• **Assignment 1**: Translate this sentence from the passage about the cannabis expo into Spanish: "She's a drug lawyer against legalization."
• **Assignment 2**: From the passage about the cannabis expo, reproduce everything from "Jennifer Soares came" down to "into the microphone.".

• **Given passage**:
+===+
Jennifer Soares came out of the closet on April 17, 2010, but not in a gay way. She's a drug lawyer against legalization.
Sitting on a legal panel at the International Cannabis & Hemp Expo at the Cow Palace, Soares was asked by an audience member her thoughts about Proposition 19, the Regulate, Control and Tax Cannabis Act of 2010, which will appear on the ballot November 2. With the pungent smell of pot wafting through the endless rows of booths advertising everything from hemp clothing to THC lollipops, Soares nervously spoke into the microphone.
"All I can say is, you guys should read the proposition and make your own decision," she told the crowd of hippies, burners, and industry ilk. "Don't listen to what everybody else has to say. You should read it yourself."
+===+
• **Available data**:
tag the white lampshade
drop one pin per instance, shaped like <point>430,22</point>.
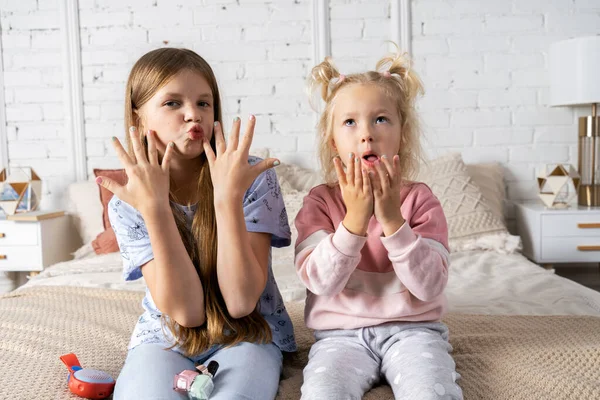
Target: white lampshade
<point>575,71</point>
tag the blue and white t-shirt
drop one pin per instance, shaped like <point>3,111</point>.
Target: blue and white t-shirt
<point>264,211</point>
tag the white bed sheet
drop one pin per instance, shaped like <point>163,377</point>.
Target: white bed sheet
<point>481,282</point>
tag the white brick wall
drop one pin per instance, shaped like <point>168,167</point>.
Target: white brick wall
<point>485,62</point>
<point>484,65</point>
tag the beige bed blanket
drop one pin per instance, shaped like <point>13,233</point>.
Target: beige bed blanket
<point>499,357</point>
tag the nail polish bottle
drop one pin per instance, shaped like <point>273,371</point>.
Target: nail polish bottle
<point>203,384</point>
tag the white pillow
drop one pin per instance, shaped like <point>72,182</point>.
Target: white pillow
<point>474,223</point>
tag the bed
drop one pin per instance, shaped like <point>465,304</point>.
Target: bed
<point>518,331</point>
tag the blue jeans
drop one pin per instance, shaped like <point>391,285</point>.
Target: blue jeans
<point>247,371</point>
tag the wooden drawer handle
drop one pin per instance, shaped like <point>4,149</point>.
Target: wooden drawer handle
<point>589,225</point>
<point>588,248</point>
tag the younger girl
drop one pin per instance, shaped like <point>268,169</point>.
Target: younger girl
<point>197,222</point>
<point>372,246</point>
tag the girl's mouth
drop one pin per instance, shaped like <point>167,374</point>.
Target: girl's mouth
<point>369,158</point>
<point>196,133</point>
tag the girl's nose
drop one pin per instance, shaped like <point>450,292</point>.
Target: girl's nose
<point>192,115</point>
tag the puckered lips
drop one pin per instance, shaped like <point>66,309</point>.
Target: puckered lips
<point>196,133</point>
<point>369,157</point>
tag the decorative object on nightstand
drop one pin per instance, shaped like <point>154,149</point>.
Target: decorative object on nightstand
<point>558,185</point>
<point>33,241</point>
<point>568,235</point>
<point>20,190</point>
<point>574,80</point>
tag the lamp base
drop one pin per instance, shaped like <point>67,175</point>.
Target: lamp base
<point>589,195</point>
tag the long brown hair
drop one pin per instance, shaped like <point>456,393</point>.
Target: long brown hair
<point>148,75</point>
<point>402,86</point>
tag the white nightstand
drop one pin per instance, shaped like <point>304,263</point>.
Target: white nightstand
<point>570,235</point>
<point>32,246</point>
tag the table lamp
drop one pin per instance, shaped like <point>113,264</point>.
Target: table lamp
<point>575,80</point>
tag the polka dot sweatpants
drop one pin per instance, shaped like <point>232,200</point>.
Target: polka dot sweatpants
<point>414,359</point>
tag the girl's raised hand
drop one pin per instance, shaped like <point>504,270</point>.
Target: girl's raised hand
<point>147,188</point>
<point>357,194</point>
<point>229,169</point>
<point>387,182</point>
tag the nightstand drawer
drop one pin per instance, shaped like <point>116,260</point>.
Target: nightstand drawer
<point>571,225</point>
<point>21,258</point>
<point>571,249</point>
<point>19,234</point>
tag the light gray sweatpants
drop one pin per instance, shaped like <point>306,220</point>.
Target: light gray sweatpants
<point>413,357</point>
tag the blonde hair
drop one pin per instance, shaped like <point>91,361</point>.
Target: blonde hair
<point>151,72</point>
<point>402,85</point>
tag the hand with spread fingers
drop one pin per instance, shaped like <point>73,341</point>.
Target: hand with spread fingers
<point>229,169</point>
<point>357,195</point>
<point>147,188</point>
<point>387,182</point>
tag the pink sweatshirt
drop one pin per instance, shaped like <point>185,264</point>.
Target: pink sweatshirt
<point>356,281</point>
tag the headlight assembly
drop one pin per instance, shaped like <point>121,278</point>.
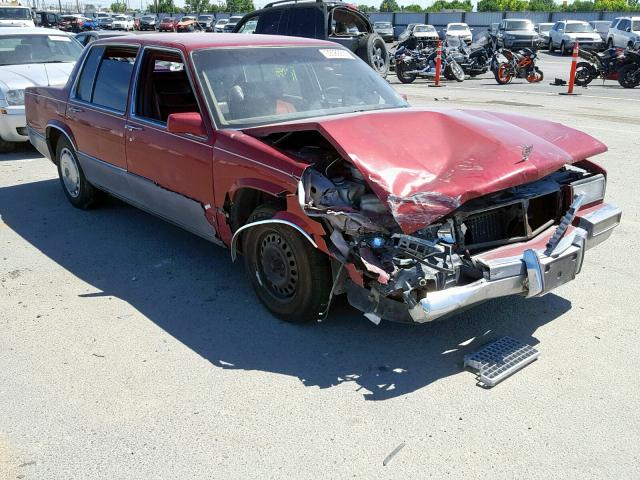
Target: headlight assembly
<point>593,188</point>
<point>14,97</point>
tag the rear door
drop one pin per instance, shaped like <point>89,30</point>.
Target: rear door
<point>96,113</point>
<point>169,174</point>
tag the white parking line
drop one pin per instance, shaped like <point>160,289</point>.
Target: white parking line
<point>601,97</point>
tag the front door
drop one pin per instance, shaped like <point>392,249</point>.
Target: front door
<point>96,114</point>
<point>170,174</point>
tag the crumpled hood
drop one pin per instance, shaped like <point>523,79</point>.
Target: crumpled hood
<point>35,74</point>
<point>425,163</point>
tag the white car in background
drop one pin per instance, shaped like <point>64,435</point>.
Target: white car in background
<point>122,22</point>
<point>219,27</point>
<point>15,16</point>
<point>460,30</point>
<point>29,57</point>
<point>564,35</point>
<point>624,32</point>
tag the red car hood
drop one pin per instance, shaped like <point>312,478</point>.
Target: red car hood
<point>425,163</point>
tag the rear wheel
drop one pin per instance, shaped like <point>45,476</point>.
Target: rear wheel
<point>80,193</point>
<point>585,73</point>
<point>374,52</point>
<point>6,147</point>
<point>403,75</point>
<point>290,277</point>
<point>503,74</point>
<point>629,76</point>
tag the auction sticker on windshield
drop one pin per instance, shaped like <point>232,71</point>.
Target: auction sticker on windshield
<point>335,53</point>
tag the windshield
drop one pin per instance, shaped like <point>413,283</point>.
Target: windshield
<point>24,49</point>
<point>249,87</point>
<point>579,28</point>
<point>519,25</point>
<point>15,14</point>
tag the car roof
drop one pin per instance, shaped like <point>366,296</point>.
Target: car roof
<point>196,41</point>
<point>4,31</point>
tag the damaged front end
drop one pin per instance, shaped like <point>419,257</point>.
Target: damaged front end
<point>526,240</point>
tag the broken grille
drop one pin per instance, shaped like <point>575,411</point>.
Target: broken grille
<point>516,221</point>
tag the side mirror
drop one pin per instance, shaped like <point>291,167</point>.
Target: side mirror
<point>190,122</point>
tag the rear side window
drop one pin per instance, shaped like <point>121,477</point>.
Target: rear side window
<point>306,22</point>
<point>273,22</point>
<point>105,78</point>
<point>88,74</point>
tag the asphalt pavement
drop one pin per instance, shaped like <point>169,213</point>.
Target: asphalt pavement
<point>132,349</point>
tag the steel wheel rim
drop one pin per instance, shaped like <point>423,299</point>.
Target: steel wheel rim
<point>278,267</point>
<point>69,172</point>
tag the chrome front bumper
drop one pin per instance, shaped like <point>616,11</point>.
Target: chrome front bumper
<point>533,273</point>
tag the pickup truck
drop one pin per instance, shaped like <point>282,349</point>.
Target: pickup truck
<point>302,159</point>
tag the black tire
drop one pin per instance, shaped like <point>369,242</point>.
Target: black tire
<point>404,77</point>
<point>585,73</point>
<point>85,195</point>
<point>7,147</point>
<point>374,52</point>
<point>456,71</point>
<point>290,277</point>
<point>629,76</point>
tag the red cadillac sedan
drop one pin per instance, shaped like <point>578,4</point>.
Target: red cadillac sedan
<point>295,154</point>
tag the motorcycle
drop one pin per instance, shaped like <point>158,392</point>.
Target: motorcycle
<point>475,59</point>
<point>629,74</point>
<point>521,64</point>
<point>411,64</point>
<point>603,65</point>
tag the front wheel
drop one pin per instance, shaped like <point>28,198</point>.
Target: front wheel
<point>402,73</point>
<point>290,277</point>
<point>503,74</point>
<point>629,76</point>
<point>456,71</point>
<point>585,73</point>
<point>80,193</point>
<point>536,76</point>
<point>374,52</point>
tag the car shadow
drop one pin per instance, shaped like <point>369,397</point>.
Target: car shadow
<point>192,290</point>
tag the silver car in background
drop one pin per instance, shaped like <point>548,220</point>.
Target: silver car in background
<point>29,57</point>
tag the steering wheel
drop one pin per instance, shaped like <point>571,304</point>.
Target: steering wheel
<point>334,96</point>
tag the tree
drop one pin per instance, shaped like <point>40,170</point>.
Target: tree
<point>197,6</point>
<point>118,7</point>
<point>542,6</point>
<point>237,6</point>
<point>488,6</point>
<point>413,8</point>
<point>389,6</point>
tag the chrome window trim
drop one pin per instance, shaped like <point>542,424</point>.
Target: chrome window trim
<point>134,91</point>
<point>100,108</point>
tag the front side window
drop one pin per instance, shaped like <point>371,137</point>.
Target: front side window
<point>579,28</point>
<point>163,87</point>
<point>105,77</point>
<point>247,87</point>
<point>8,13</point>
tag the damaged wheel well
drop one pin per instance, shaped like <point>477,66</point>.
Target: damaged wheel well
<point>245,201</point>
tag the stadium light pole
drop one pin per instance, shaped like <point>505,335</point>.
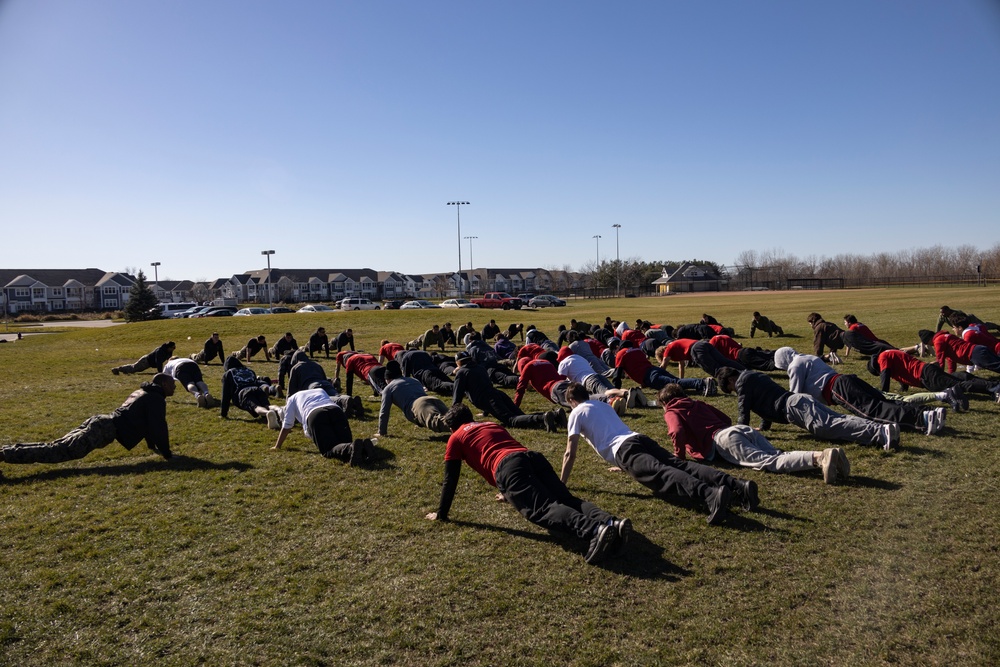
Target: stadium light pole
<point>618,262</point>
<point>471,265</point>
<point>458,213</point>
<point>268,253</point>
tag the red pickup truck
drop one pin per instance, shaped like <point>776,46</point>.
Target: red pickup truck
<point>498,300</point>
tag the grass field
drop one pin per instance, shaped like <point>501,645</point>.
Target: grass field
<point>235,554</point>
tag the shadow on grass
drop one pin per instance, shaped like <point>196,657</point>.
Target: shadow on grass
<point>177,463</point>
<point>863,482</point>
<point>639,558</point>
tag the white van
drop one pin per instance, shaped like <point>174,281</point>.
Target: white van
<point>354,303</point>
<point>169,311</point>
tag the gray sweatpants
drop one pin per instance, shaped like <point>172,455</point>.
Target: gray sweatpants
<point>428,411</point>
<point>808,413</point>
<point>743,445</point>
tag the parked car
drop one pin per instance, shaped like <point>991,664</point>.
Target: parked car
<point>458,303</point>
<point>217,311</point>
<point>498,300</point>
<point>171,311</point>
<point>355,303</point>
<point>545,301</point>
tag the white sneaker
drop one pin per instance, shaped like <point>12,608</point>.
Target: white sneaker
<point>828,463</point>
<point>843,465</point>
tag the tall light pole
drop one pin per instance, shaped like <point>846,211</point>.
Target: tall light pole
<point>458,212</point>
<point>156,275</point>
<point>597,267</point>
<point>471,265</point>
<point>618,263</point>
<point>268,253</point>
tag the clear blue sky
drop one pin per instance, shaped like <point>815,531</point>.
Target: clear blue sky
<point>197,133</point>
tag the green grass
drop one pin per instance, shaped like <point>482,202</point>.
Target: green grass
<point>235,554</point>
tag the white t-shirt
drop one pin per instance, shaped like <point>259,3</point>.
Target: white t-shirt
<point>575,367</point>
<point>600,425</point>
<point>170,368</point>
<point>301,403</point>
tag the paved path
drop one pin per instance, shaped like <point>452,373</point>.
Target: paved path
<point>11,334</point>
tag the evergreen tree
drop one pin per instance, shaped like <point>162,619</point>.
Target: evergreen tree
<point>140,302</point>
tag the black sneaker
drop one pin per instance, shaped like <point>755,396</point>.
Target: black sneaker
<point>549,419</point>
<point>357,453</point>
<point>746,494</point>
<point>623,528</point>
<point>718,503</point>
<point>601,543</point>
<point>357,406</point>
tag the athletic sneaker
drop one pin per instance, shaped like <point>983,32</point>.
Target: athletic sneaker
<point>953,398</point>
<point>935,421</point>
<point>619,404</point>
<point>843,465</point>
<point>549,419</point>
<point>889,436</point>
<point>602,541</point>
<point>357,453</point>
<point>828,462</point>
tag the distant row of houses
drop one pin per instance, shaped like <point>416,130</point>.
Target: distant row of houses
<point>66,290</point>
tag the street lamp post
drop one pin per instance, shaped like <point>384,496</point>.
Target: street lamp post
<point>156,274</point>
<point>268,253</point>
<point>597,267</point>
<point>618,263</point>
<point>471,265</point>
<point>458,214</point>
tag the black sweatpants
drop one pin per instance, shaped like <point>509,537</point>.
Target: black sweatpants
<point>669,477</point>
<point>528,482</point>
<point>866,401</point>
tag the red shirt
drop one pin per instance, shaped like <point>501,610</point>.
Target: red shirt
<point>679,350</point>
<point>691,425</point>
<point>596,346</point>
<point>977,335</point>
<point>729,348</point>
<point>390,350</point>
<point>634,362</point>
<point>529,351</point>
<point>483,445</point>
<point>902,367</point>
<point>862,329</point>
<point>951,350</point>
<point>540,374</point>
<point>358,363</point>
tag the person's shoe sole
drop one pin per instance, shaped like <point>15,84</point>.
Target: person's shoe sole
<point>549,420</point>
<point>601,544</point>
<point>718,510</point>
<point>828,463</point>
<point>357,453</point>
<point>843,465</point>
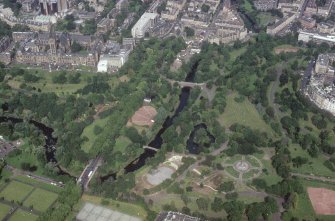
+===+
• **Task solution 1**: Es una abogada especializada en casos de drogas que se opone a la legalización.

• **Task solution 2**:
Jennifer Soares came out of the closet on April 17, 2010, but not in a gay way. She's a drug lawyer against legalization.
Sitting on a legal panel at the International Cannabis & Hemp Expo at the Cow Palace, Soares was asked by an audience member her thoughts about Proposition 19, the Regulate, Control and Tax Cannabis Act of 2010, which will appear on the ballot November 2. With the pungent smell of pot wafting through the endless rows of booths advertising everything from hemp clothing to THC lollipops, Soares nervously spoke into the microphone.